[Collection entries]
►
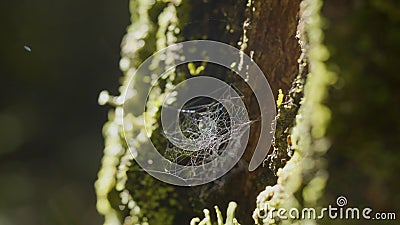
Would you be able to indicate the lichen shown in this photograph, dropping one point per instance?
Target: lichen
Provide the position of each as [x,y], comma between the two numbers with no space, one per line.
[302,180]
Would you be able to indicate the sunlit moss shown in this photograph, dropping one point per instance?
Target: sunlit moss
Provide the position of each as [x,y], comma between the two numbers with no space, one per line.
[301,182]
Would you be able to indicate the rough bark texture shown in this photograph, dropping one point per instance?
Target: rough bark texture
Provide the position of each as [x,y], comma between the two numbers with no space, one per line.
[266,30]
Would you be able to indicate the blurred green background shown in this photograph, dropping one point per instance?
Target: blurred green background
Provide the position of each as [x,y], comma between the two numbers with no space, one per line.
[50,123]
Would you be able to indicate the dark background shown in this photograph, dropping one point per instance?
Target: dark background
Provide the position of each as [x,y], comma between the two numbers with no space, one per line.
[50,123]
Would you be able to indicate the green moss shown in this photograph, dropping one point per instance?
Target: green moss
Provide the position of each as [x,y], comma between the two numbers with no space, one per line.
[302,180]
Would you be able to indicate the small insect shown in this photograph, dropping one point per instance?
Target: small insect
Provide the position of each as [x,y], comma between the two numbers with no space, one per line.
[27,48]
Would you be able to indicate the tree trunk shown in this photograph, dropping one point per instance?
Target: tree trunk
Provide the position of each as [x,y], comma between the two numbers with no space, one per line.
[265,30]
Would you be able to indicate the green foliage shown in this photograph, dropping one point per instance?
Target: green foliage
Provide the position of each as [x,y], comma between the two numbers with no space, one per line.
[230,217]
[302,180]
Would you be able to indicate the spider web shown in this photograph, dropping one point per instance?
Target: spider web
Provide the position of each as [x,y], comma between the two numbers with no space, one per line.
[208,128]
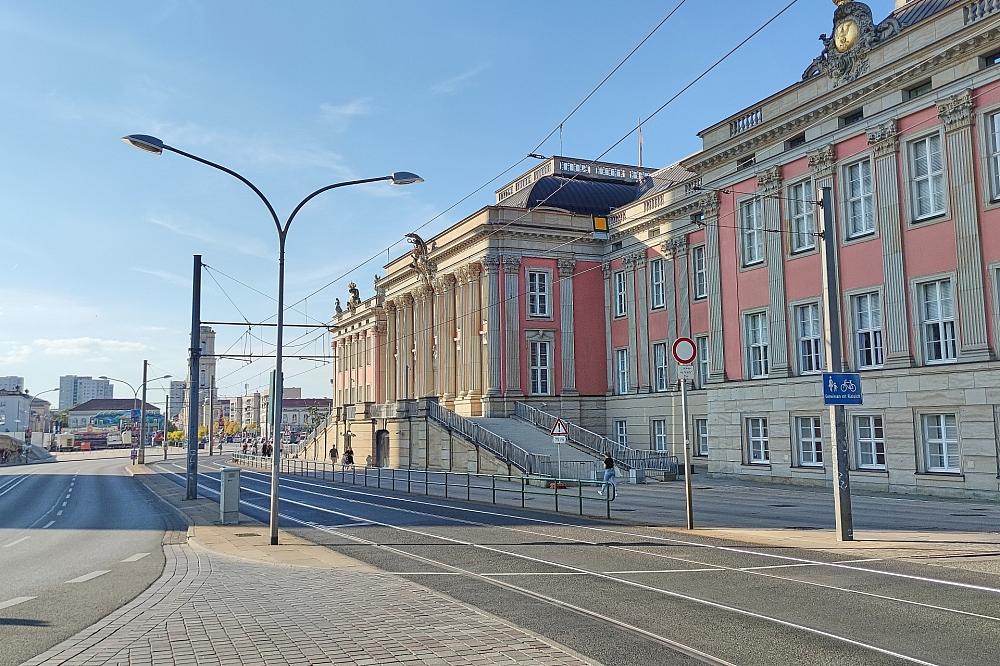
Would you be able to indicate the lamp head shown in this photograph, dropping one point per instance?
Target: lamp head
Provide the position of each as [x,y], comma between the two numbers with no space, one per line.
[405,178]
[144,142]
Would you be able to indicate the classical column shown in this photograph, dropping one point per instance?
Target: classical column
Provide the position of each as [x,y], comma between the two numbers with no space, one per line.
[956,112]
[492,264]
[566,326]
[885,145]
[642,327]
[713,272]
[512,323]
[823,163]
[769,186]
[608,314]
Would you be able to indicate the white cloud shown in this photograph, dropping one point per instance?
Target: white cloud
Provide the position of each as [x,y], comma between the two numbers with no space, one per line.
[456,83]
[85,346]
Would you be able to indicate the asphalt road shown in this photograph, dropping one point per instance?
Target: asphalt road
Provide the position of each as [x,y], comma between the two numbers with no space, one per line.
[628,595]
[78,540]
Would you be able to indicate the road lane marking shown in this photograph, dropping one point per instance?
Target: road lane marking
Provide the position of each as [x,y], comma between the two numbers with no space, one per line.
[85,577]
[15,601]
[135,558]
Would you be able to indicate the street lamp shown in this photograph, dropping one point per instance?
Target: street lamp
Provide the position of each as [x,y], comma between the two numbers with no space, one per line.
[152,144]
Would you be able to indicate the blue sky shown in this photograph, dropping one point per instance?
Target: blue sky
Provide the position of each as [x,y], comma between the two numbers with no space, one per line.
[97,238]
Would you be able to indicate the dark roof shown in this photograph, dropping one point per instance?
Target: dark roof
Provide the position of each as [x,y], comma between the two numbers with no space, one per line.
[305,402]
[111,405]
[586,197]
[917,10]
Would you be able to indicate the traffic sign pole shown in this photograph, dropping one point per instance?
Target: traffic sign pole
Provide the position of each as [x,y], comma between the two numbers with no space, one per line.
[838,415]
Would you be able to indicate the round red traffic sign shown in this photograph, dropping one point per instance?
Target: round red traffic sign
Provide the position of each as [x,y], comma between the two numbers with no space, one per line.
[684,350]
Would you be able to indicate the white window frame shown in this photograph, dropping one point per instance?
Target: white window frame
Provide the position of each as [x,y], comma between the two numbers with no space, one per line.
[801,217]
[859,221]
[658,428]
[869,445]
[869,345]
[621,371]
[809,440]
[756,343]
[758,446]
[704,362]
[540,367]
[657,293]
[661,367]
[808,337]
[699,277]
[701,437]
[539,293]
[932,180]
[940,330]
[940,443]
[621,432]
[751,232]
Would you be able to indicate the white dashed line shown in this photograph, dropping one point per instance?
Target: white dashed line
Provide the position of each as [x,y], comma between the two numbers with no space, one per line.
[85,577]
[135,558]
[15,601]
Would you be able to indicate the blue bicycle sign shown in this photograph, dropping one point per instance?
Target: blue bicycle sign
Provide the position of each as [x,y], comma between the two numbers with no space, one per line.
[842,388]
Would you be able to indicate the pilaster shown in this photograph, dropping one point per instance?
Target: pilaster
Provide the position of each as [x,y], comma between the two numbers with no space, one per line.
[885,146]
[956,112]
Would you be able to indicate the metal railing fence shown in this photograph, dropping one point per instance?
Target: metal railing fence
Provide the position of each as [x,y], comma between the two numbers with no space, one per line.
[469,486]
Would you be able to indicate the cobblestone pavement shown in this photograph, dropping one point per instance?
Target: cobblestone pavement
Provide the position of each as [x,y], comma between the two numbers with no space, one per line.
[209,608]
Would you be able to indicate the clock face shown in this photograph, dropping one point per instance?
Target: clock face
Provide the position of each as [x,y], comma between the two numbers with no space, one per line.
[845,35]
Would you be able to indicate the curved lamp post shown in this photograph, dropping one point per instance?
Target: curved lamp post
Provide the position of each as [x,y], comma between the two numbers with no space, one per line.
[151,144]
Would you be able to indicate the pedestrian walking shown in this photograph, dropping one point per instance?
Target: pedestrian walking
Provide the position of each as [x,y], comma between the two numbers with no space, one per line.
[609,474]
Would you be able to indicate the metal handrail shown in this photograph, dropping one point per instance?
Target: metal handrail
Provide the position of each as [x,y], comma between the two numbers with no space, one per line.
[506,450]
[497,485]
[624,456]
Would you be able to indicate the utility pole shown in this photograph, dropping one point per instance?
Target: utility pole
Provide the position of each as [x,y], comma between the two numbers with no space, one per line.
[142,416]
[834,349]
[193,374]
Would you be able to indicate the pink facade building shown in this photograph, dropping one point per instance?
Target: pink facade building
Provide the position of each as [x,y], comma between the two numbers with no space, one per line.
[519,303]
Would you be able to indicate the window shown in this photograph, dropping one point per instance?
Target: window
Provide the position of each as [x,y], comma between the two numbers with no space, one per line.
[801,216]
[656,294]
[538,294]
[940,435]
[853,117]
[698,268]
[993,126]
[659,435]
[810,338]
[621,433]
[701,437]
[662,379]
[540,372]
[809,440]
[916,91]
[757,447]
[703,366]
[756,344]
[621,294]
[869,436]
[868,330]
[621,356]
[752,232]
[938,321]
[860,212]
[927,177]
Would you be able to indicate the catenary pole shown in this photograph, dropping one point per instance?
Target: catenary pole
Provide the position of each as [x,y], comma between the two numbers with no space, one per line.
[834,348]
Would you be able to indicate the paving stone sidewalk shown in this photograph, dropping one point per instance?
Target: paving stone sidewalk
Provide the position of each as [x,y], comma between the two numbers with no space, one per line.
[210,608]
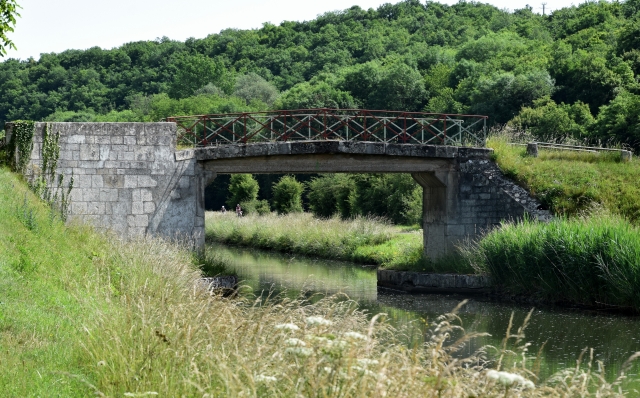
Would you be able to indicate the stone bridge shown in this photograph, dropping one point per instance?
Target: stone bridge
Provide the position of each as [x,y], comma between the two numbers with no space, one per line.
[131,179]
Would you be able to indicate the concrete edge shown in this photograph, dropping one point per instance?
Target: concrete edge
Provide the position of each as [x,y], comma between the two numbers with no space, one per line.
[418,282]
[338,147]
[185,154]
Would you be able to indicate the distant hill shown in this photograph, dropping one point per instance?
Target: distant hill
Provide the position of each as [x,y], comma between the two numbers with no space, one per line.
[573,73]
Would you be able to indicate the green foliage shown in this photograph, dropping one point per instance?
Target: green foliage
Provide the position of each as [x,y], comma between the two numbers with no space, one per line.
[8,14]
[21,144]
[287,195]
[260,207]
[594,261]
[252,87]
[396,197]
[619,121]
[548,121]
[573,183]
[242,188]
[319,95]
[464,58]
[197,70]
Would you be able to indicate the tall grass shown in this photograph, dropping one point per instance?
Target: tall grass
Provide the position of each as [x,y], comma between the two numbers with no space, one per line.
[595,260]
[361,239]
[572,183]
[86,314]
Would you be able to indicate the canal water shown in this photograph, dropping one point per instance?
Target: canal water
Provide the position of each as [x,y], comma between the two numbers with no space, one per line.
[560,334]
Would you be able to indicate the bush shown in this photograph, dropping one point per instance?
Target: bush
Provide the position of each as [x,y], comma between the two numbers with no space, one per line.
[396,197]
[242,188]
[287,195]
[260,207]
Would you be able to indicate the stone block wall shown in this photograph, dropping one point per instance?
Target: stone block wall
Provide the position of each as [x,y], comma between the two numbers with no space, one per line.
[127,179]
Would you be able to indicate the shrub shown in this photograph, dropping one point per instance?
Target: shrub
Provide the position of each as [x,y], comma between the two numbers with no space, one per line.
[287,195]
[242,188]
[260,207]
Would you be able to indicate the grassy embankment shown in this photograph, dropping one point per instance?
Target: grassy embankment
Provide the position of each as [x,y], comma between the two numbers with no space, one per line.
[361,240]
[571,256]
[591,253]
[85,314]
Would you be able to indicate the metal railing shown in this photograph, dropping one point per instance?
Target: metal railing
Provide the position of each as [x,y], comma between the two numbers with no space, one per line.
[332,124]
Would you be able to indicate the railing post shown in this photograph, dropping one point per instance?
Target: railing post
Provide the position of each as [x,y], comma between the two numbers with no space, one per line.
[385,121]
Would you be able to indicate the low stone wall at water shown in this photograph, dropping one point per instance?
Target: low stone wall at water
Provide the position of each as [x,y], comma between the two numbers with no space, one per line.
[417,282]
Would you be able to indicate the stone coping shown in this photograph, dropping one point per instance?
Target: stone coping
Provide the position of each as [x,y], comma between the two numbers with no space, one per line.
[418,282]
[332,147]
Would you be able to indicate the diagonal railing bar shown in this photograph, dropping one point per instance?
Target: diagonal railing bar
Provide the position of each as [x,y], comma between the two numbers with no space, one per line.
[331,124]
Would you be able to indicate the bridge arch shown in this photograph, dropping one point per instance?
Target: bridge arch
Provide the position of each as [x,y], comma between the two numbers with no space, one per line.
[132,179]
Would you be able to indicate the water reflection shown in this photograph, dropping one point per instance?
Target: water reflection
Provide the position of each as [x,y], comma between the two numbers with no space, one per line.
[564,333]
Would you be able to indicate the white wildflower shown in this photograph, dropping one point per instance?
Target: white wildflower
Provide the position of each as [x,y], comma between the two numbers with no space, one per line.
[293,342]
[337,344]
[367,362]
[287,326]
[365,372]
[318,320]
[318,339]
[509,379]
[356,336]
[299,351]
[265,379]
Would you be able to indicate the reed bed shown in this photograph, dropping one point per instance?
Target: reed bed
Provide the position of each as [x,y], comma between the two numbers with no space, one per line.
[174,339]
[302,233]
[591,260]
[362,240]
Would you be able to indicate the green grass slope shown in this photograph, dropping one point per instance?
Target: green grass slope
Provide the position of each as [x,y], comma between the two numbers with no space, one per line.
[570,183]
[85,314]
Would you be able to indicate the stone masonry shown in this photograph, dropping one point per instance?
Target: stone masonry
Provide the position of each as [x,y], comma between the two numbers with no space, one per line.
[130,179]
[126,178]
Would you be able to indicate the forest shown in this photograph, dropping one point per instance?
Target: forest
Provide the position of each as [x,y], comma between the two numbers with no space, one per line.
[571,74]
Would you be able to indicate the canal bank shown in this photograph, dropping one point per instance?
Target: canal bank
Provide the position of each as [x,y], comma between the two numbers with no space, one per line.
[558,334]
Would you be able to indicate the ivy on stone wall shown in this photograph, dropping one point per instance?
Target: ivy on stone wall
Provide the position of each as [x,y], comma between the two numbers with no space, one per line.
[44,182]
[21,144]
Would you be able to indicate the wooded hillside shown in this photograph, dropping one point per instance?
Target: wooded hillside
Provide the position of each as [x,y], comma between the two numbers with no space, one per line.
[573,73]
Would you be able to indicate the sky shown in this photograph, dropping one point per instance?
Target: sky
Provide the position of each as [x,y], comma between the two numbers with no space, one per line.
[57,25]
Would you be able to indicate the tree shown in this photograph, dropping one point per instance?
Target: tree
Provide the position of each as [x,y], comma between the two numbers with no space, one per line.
◄
◆ Instruction: Only the lines from the one containing "Would you be able to indicate the ivy" to the end of the data should be printed, exactly as they stand.

◆ Finished task:
Would you be able to indicate the ivy on stone wall shown in this photograph, dropping one point per instance?
Target: ivy on stone wall
Provide the position of each as [x,y], comma between the two numbers with no space, one per line.
[44,182]
[21,144]
Would you be able to indicate the wooded hillside shown in this photograph, dropping one point per instance?
Target: wooded hillside
Provide the position of each as [x,y], comma between the two numbers with no space, one per line.
[573,73]
Would you be able to indicate the sky shown in this photograph, dropping one point per instance?
Target: sky
Provide the position of each as [x,y], comma between the two numbers with no space, one per line.
[57,25]
Would you be able to indicate the tree shown in this photograph, dropping one point per instance?
Target: tree
Provide the position of each as [x,y], comma between the two numbers with no space, one per line.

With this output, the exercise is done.